Work item: Within the entries below, every line containing "trace" is to be copied.

Records from a dataset:
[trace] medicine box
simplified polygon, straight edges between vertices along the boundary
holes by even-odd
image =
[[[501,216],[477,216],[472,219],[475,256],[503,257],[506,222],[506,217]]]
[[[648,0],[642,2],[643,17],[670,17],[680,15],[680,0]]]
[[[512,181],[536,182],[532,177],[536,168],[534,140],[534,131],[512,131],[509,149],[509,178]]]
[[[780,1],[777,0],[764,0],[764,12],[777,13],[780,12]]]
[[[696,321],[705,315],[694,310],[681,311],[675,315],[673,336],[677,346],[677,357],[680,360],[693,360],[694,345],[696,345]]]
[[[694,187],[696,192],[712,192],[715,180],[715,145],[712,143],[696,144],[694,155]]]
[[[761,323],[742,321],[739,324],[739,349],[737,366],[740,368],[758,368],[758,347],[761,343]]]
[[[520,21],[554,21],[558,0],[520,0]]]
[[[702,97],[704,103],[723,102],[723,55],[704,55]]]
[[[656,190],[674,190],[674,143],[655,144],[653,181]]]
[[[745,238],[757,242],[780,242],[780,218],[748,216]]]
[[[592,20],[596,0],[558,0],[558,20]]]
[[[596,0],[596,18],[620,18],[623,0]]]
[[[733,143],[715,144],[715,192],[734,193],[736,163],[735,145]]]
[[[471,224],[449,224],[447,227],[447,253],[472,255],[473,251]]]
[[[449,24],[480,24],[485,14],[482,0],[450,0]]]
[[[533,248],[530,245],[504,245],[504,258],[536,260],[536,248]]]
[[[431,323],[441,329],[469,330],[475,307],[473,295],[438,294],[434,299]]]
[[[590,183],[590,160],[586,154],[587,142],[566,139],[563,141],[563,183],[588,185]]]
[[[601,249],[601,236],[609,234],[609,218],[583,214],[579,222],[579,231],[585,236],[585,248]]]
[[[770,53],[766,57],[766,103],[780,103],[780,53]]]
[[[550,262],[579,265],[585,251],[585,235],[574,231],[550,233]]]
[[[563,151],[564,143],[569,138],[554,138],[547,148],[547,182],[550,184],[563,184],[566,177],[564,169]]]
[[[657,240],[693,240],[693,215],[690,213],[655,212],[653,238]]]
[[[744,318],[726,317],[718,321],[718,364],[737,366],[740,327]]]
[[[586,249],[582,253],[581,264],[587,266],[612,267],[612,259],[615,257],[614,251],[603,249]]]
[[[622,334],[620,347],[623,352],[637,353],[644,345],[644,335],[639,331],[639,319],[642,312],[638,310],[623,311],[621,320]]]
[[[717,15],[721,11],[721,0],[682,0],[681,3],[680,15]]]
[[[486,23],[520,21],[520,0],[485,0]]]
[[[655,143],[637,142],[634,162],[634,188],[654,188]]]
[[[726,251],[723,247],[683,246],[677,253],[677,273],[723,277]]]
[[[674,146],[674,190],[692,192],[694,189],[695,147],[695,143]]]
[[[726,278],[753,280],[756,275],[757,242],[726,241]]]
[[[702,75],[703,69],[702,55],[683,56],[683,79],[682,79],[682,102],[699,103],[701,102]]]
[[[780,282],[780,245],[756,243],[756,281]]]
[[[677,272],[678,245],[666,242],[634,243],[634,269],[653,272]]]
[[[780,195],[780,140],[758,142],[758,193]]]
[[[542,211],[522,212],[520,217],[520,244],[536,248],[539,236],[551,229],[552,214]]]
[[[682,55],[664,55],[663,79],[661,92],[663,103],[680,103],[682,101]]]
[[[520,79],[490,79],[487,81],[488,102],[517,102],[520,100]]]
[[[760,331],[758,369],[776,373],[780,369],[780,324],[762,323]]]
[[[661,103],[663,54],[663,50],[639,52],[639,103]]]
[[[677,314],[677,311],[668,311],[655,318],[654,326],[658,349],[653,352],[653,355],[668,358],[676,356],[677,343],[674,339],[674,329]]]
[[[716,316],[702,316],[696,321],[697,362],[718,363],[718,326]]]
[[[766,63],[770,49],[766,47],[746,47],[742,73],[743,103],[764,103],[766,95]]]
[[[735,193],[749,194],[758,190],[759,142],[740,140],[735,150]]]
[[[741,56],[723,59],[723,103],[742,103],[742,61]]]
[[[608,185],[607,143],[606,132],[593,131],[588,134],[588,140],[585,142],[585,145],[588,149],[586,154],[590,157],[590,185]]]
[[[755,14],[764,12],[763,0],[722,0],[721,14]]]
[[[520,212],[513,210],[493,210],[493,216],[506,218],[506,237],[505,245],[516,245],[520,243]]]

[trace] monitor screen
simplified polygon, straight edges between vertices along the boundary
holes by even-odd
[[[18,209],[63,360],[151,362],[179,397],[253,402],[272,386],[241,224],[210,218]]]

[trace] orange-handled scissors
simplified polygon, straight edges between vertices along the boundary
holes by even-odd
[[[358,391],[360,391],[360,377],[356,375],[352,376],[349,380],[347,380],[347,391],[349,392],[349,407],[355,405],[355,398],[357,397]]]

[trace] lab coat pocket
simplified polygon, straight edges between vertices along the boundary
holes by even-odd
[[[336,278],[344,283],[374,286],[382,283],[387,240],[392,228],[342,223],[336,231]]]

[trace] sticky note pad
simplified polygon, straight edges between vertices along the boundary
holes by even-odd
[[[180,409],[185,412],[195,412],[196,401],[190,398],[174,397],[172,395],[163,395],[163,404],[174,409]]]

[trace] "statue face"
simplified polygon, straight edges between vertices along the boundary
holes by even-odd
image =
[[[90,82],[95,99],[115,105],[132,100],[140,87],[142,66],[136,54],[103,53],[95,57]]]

Response area:
[trace] medicine box
[trace] monitor screen
[trace] orange-handled scissors
[trace] lab coat pocket
[trace] sticky note pad
[trace] "statue face"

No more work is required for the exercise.